*** Passage shown ***
# High antithyroglobulin ab and high Thyroid Peroxidase TPO



## Poppie

Does a high antithyroglobulin ab result coupled with a high TPO result ever indicate anything other than Graves Disease?

(TSH is low and ATD treatment for Graves has begun.)


----------



## Andros

Poppie said:


> Does a high antithyroglobulin ab result coupled with a high TPO result ever indicate anything other than Graves Disease?
> 
> (TSH is low and ATD treatment for Graves has begun.)


Yes; I could suggest cancer and for that reason, I suggest a radioactive uptake scan. Have you had one?

Here is info.

What does the test result mean?

Mild to moderately elevated levels of thyroid antibodies may be found in a variety of thyroid and autoimmune disorders, such as thyroid cancer, Type 1 diabetes, rheumatoid arthritis, pernicious anemia, and autoimmune collagen vascular diseases. Significantly increased concentrations most frequently indicate thyroid autoimmune diseases such as Hashimoto's thyroiditis and Graves' disease.
*** End of Passage shown ***
*** Extracted information ***
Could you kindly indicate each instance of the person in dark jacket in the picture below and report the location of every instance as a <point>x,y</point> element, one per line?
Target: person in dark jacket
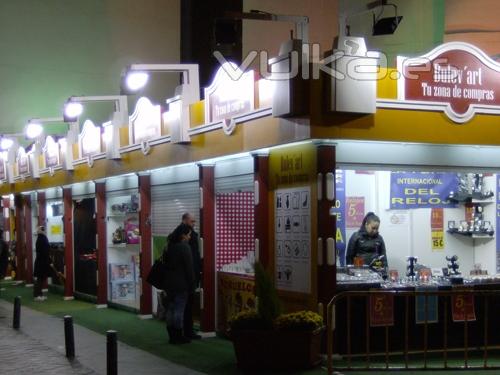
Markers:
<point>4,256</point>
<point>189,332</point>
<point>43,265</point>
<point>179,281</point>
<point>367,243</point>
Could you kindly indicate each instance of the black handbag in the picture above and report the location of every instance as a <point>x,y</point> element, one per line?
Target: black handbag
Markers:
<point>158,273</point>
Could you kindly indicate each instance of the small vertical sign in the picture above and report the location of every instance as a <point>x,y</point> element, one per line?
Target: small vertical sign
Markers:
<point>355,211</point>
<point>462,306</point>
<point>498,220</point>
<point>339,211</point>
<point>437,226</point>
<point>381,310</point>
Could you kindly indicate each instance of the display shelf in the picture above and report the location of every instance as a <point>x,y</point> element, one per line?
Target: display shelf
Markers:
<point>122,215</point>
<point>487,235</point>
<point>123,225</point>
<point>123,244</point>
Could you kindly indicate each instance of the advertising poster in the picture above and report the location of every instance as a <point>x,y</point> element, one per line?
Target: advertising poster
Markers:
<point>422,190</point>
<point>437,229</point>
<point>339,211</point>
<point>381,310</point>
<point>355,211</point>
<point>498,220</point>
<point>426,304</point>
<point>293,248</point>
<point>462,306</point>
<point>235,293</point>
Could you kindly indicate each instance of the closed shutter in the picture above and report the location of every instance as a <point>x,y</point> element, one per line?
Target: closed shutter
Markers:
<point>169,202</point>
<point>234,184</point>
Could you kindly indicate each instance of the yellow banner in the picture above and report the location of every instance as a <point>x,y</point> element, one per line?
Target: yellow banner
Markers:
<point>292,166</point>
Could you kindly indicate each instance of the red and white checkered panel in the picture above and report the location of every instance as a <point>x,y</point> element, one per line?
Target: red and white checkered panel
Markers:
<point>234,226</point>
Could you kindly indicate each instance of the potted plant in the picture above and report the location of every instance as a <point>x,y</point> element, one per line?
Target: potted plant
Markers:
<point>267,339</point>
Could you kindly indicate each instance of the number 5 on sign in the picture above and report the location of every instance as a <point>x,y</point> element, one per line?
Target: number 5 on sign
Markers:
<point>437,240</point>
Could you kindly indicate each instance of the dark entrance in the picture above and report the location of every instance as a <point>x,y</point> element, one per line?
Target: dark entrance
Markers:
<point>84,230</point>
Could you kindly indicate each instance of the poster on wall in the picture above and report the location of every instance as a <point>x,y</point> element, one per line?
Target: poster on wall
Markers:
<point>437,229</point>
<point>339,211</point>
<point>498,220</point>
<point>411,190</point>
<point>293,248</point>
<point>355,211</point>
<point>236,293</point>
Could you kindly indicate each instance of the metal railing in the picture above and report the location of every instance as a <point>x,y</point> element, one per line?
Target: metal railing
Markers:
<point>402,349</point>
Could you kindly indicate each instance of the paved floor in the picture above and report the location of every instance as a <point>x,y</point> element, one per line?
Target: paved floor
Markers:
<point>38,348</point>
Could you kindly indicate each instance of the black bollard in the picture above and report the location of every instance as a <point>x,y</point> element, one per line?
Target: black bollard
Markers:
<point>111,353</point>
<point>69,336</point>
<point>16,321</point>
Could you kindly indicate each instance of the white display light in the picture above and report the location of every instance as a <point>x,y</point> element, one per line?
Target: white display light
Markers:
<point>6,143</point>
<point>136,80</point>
*** End of Extracted information ***
*** Extracted information ***
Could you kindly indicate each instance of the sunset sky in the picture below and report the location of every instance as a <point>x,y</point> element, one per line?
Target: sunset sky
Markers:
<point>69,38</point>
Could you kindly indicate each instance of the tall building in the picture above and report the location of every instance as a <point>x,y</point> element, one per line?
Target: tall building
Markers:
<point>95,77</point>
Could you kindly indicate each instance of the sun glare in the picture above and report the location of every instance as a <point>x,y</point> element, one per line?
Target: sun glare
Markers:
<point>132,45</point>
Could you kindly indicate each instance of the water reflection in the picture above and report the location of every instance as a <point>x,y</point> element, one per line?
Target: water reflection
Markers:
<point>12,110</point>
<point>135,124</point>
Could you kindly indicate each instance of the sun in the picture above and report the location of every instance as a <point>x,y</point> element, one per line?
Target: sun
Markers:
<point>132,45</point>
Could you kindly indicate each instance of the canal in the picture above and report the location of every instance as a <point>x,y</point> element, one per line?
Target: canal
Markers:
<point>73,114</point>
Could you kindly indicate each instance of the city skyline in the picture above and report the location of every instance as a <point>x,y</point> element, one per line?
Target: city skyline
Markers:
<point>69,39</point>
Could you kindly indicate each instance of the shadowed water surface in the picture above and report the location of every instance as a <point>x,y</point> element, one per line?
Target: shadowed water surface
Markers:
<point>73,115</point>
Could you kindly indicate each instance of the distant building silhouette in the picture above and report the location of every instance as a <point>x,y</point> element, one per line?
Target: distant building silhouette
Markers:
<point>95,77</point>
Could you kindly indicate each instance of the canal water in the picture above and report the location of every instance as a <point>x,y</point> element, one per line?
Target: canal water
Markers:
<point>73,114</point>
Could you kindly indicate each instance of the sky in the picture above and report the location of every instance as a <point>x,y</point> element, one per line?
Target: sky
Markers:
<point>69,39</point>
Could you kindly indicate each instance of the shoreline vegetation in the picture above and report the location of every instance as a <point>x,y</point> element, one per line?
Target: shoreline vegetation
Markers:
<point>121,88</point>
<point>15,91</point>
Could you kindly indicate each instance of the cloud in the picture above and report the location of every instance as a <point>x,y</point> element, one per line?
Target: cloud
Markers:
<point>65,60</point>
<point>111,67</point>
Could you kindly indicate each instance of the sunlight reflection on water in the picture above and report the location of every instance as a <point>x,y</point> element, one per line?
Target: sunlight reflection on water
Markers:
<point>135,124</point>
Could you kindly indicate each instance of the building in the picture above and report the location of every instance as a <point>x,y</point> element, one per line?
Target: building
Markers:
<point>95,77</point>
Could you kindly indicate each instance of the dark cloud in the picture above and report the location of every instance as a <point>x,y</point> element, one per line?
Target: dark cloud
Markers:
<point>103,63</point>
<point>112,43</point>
*** End of Extracted information ***
Work item:
Answer from the forum thread on thyroid antibodies:
(a) According to the first post, what treatment has begun?
(b) What test does the reply suggest?
(c) Per the quoted information, what do significantly increased antibody concentrations most frequently indicate?

Your response:
(a) ATD treatment for Graves.
(b) A radioactive uptake scan.
(c) Thyroid autoimmune diseases such as Hashimoto's thyroiditis and Graves' disease.